Task set:
a) In the news report on the Preble's mouse hearing, what year was the mouse put on the endangered species list?
b) Carry on with the news report on the Preble's mouse hearing, picking up after its final sentence.

Text segment:
--
The U.S. Fish and Wildlife Service held a public hearing Monday night to get comments on the proposal, which reverses a 2005 decision to remove the mouse from federal protection here.
The response was a squeak. Four people showed up to speak, of about two dozen in attendance.
Kent Holsinger, a Golden attorney who represents developers and others who want to see it delisted, said many people are concerned, even if they weren’t there Monday.
“When people work for a living, it’s awfully tough to come to a meeting at 4 p.m. and a hearing at 6,” he said. “But yes, I think people are very upset.
“Why are we spending so much taxpayer money, landowner money, on a mouse no one can tell apart?”
The 3-inch mouse with the 5-inch tail, which can jump 18 inches in the air, lives only along creeks and rivers of the Front Range of Colorado and in Wyoming. El Paso County, from the Air Force Academy northward, has the best-documented population in Colorado, and development in the area could be affected.
It was put on the endangered species list in 1998 because much of its habitat has been destroyed by development. But it was proposed for delisting in 2005, after a study concluded it is not a separate animal from an identical common jumping mouse.
Other studies disagreed, and a panel of scientists commissioned by the agency concurred that Preble’s is its own subspecies, and last month the decision was announced.
Though officials didn’t mention it Monday, there have been allegations that Julie MacDonald, former deputy assistant secretary of the Interior Department, exercised improper influence in the decision over eight species, including Preble’s.
But in the same decision, they proposed to remove it from protection in Wyoming, where it is not threatened by as much development.
In Colorado, the human population in the seven-county range is expected to increase by 1.5 million through 2040. But in the four Wyoming counties, the anticipated increase is only 18,000 people.
--
Data extracts:

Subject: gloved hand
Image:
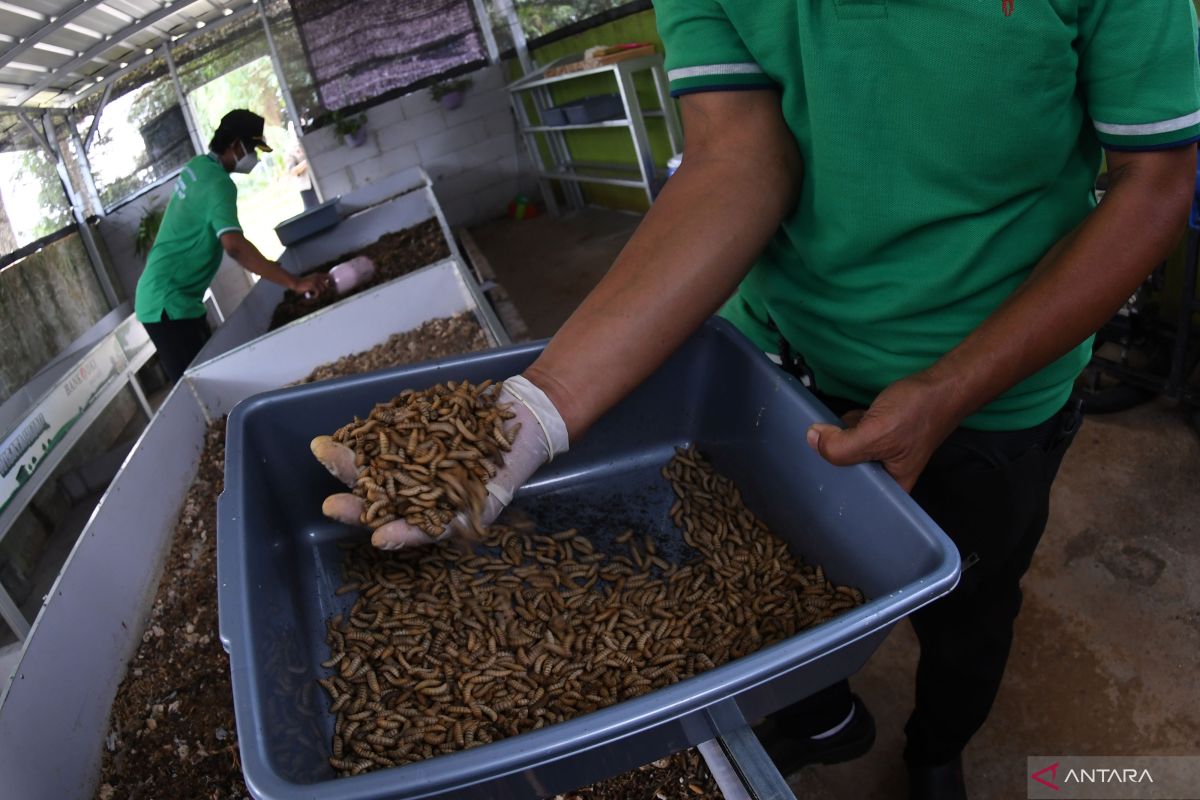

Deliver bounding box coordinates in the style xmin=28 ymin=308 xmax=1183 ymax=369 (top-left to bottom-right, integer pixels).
--
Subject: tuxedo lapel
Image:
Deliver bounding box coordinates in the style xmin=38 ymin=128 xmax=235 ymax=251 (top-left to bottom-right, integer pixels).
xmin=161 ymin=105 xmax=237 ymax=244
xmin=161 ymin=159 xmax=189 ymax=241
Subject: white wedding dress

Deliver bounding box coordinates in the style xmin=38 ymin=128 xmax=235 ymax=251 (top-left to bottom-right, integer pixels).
--
Answers to the exercise:
a) 1998

b)
Two speakers from the Center for Native Ecoystems, an environmental group, urged officials to restore protection in Wyoming.
“The service has chosen to delist on a political boundary, even though its own research shows it is rare in (Wyoming’s) North Platte River Basin,” said biologist Erin Robertson. “It makes no sense for mice to lose protection once they jump across a state line.”
The only other speaker was Mark Johnston, the deputy director of environmental services of El Paso County.
He read a statement from the county commissioners, who wrote that “significant voluntary preservation measures implemented along the Front Range in general, and in El Paso County specifically, have not been taken into account in the delisting process.”
If the Fish and Wildlife Service decision stands — officials will make the final determination by June 30 — developers and property owners would continue to be required to conduct surveys for the mouse’s presence and avoid disturbing mouse habitat.
CONTACT THE WRITER: 476-1605 or scott.rappold@gazette.com
PUBLIC COMMENT
The agency is taking public comments through Jan. 22. They can be mailed to Field Supervisor, Colorado Field Office, Ecological Services, PO Box 25486, Denver Federal Center, Denver, CO 80225. Comments can be faxed to (303) 236-4005 or e-mailed to FW6_PMJM@fws.gov.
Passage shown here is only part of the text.